▶ [PAGE]
[cfe-commits] [patch] -Wformat fixup for vprintf (and friends)

Jean-Daniel Dupas devlists at shadowlab.org
Tue Feb 21 10:32:38 PST 2012


Thanks,

What do you mean by "the right thing".

In the C test, the function check_string_literal2() test that the warning does not trigger when the user forward a format string argument.

In the C++ test, the "int Foo::printf(const char *fmt, …)" contains a case with vprintf() and no warning, and finally, the objc test case contains a similar test (+ [Bar log2:(NSString *)fmt] ) with NSLogv().


Le 21 févr. 2012 à 18:49, Ted Kremenek a écrit :

> Hi Jean-Daniel,
> 
> Overall this looks good.  Do we have test cases for this not firing on vprintf, etc., when the user does the right thing?  I didn't notice anything in the patch.  There may be some existing test cases, but it's probably worth showing that purely correct behavior doesn't trigger a warning.

▶ [EXERCISE]
In the message above, which function in the C test checks that the warning doesn't fire when a format string argument is forwarded?

▶ [ENTRIES PROVIDED]

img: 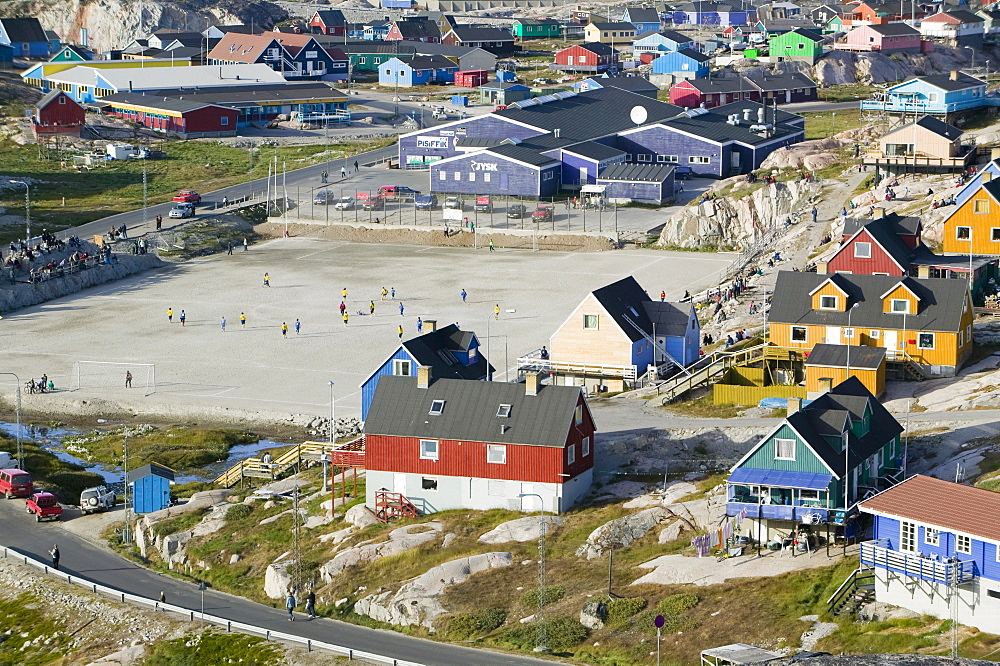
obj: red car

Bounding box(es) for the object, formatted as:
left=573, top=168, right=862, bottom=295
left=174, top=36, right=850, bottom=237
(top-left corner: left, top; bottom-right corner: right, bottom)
...
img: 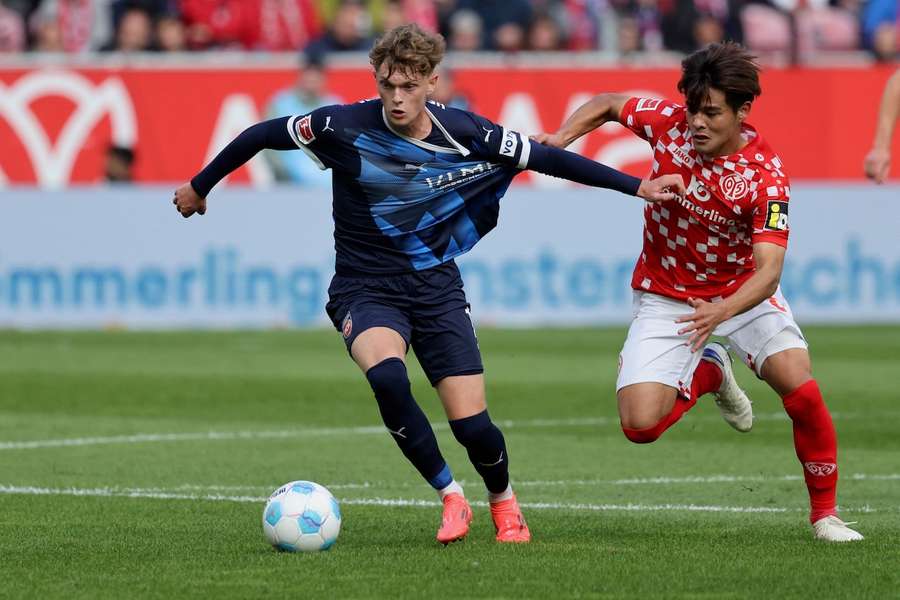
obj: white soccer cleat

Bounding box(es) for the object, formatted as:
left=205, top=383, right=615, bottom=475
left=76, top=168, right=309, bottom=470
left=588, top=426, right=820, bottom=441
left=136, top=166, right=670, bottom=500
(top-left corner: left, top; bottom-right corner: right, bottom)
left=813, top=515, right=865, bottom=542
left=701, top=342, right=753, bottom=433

▶ [COMPLETED TASK]
check_string_literal2()